-- DATA PROVIDED follows --

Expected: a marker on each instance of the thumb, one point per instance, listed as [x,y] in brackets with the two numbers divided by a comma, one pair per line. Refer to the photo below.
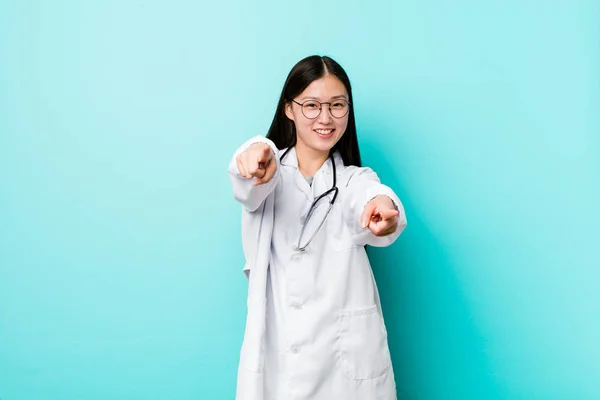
[366,215]
[265,155]
[387,214]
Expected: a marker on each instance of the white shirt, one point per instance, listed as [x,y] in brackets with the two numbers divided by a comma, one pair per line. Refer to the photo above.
[325,338]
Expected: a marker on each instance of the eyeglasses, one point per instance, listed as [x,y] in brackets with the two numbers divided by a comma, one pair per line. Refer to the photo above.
[318,211]
[312,108]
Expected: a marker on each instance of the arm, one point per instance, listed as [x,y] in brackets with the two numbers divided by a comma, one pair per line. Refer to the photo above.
[248,187]
[372,211]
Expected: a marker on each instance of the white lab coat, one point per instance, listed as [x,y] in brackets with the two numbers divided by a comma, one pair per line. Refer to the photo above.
[353,375]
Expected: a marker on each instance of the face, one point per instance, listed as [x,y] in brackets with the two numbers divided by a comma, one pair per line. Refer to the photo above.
[323,132]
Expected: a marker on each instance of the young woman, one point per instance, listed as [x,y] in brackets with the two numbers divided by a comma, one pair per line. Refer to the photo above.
[314,327]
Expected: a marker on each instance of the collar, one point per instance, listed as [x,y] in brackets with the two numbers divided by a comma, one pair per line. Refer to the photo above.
[291,160]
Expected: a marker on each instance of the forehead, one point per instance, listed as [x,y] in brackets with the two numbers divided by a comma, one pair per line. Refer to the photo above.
[325,88]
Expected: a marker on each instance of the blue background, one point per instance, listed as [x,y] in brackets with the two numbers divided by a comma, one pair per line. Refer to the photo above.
[120,254]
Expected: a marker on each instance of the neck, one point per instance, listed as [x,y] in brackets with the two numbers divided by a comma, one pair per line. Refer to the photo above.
[309,160]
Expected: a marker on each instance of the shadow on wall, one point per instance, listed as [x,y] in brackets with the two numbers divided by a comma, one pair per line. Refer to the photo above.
[437,351]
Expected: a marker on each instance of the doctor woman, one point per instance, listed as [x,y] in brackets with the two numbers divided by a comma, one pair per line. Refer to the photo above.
[314,327]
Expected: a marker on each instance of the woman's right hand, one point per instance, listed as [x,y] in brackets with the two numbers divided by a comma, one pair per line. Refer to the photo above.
[258,161]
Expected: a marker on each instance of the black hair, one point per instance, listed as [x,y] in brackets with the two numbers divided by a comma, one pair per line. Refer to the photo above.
[283,131]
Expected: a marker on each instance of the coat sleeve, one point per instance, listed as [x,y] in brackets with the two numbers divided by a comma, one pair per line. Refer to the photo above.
[363,186]
[244,191]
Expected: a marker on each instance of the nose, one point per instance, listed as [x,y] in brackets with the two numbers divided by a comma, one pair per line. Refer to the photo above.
[325,115]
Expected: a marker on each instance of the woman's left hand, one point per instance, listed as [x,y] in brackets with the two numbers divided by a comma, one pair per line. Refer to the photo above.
[380,216]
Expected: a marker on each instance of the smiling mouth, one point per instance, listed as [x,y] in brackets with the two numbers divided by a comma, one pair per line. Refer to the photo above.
[324,132]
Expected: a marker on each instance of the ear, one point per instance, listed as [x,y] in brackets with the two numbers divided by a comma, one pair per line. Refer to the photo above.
[289,112]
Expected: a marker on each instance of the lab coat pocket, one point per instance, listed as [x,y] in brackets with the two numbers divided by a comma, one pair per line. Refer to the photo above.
[252,355]
[363,343]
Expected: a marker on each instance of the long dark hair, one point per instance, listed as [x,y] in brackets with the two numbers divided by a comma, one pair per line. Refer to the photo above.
[283,131]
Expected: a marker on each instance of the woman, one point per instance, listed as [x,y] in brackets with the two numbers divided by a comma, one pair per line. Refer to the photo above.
[314,327]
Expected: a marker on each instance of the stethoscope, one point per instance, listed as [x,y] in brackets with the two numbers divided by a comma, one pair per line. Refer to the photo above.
[334,190]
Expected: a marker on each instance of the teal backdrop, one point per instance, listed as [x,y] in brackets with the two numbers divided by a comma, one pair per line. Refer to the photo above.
[120,255]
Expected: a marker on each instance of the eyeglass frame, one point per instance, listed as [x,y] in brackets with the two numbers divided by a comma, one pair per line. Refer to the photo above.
[321,107]
[334,189]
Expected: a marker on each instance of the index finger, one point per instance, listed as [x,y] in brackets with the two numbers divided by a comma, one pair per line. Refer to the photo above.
[367,213]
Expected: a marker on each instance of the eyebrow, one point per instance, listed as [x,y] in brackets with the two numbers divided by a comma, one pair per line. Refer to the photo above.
[332,98]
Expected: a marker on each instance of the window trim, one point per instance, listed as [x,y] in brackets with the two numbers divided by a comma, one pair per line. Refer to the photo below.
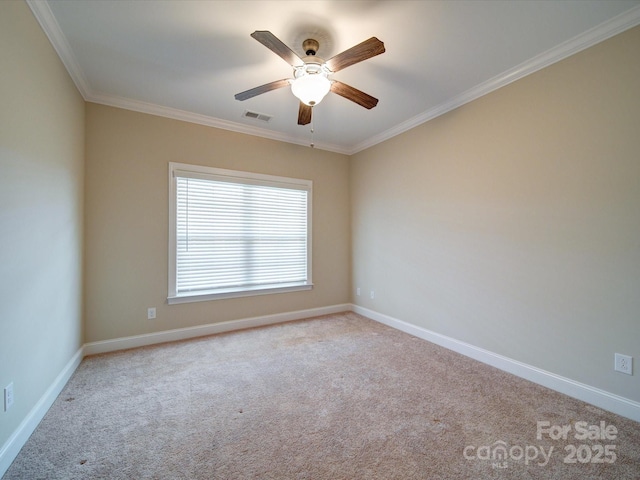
[200,171]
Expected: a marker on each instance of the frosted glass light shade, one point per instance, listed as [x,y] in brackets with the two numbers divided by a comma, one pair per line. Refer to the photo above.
[311,88]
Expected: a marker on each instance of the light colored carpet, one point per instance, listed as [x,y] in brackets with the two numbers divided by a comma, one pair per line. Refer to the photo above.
[335,397]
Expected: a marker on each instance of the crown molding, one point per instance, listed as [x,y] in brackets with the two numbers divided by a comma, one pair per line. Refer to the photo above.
[599,33]
[52,30]
[183,115]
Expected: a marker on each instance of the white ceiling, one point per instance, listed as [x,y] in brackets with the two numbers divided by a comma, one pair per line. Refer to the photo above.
[186,59]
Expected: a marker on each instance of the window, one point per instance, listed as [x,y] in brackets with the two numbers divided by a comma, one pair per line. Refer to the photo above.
[236,233]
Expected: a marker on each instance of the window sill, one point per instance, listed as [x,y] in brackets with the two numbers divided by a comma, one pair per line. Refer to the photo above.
[219,295]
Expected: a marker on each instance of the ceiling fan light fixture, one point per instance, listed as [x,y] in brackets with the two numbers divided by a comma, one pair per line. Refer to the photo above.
[311,88]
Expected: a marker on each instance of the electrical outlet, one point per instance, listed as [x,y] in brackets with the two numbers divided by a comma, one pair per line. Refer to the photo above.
[623,364]
[8,396]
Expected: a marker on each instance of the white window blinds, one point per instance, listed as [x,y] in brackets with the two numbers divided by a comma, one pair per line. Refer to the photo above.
[238,233]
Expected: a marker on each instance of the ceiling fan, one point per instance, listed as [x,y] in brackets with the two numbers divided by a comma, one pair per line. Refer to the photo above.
[311,82]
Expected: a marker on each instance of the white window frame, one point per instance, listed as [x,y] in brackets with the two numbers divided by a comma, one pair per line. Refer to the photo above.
[233,176]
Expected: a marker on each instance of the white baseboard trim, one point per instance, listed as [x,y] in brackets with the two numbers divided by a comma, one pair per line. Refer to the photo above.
[105,346]
[16,441]
[595,396]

-- DATA PROVIDED concluded --

[TO DO] Find the line containing "Expected: a marker on each instance of the electrical", then output it and every line after it to the end of the data, exactly.

[SOLUTION]
Expected: a marker on each instance of the electrical outlet, one point per instance, listed as [x,y] in brackets with the two numbers divided by a comma, one pair per line. Refer to the photo above.
[623,364]
[8,396]
Expected: a marker on each instance of the white window blinds, one point per instance, listed as [x,y] in brackets with the two numbers divided by a comma, one pair per line. Refer to the photo above.
[238,233]
Expected: a marker on each instance of the ceiling fan, one point per instance, listed as [x,y] in brackets with the two numbers divided by a comma, one pair per line. Refer to the photo above.
[311,82]
Expected: a marker on each instance of the white window frame, one point per instance, listed as [x,y] in brackets with the two numbers divided by a comma, one pair per line. Refer to the photo above.
[233,176]
Expected: a marker on each instance of the white baseboard trim, one point per instance, listed as [x,y] in brackets with the two numbers divided by a comma, one pair per line. Refer to the photo above.
[105,346]
[16,441]
[595,396]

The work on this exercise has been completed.